*ASSIGNED TASK:* Each line of the data that mentions the string "beige" needs to be identified and copied.

----------------

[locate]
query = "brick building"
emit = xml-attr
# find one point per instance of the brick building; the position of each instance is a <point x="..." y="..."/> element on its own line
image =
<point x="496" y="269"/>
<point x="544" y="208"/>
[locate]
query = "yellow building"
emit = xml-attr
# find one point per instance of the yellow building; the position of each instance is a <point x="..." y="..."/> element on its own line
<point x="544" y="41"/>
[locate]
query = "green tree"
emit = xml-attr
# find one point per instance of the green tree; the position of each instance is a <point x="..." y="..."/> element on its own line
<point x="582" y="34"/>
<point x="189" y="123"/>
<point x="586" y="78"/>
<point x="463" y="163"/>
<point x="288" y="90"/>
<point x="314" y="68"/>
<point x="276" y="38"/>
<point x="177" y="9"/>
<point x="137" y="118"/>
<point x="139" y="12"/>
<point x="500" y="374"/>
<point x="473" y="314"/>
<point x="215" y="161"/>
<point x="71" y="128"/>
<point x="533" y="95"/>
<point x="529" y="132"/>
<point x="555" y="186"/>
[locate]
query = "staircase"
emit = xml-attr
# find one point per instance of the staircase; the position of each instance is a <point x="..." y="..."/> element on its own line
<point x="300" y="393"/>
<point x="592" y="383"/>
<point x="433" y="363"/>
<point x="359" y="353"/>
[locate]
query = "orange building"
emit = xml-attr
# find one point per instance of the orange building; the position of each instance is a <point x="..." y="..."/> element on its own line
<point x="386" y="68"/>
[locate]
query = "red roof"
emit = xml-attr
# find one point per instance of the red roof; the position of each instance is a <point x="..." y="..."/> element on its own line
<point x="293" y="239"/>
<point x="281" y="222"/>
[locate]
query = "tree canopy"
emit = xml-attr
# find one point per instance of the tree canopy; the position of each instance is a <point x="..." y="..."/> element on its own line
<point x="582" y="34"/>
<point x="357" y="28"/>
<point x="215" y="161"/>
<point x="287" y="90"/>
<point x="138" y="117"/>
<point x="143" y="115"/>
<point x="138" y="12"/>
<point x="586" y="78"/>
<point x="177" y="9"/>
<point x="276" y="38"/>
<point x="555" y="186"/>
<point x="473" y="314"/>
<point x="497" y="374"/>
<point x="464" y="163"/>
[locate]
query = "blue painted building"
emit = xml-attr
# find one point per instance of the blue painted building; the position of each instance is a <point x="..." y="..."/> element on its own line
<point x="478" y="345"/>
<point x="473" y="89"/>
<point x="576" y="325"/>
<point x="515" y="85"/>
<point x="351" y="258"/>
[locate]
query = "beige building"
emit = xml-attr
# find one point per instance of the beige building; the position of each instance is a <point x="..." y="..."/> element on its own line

----------------

*REPLY TO THE TASK:*
query = "beige building"
# find one point per instance of the beige building; the position of each instance is a <point x="..." y="..."/> element on its own line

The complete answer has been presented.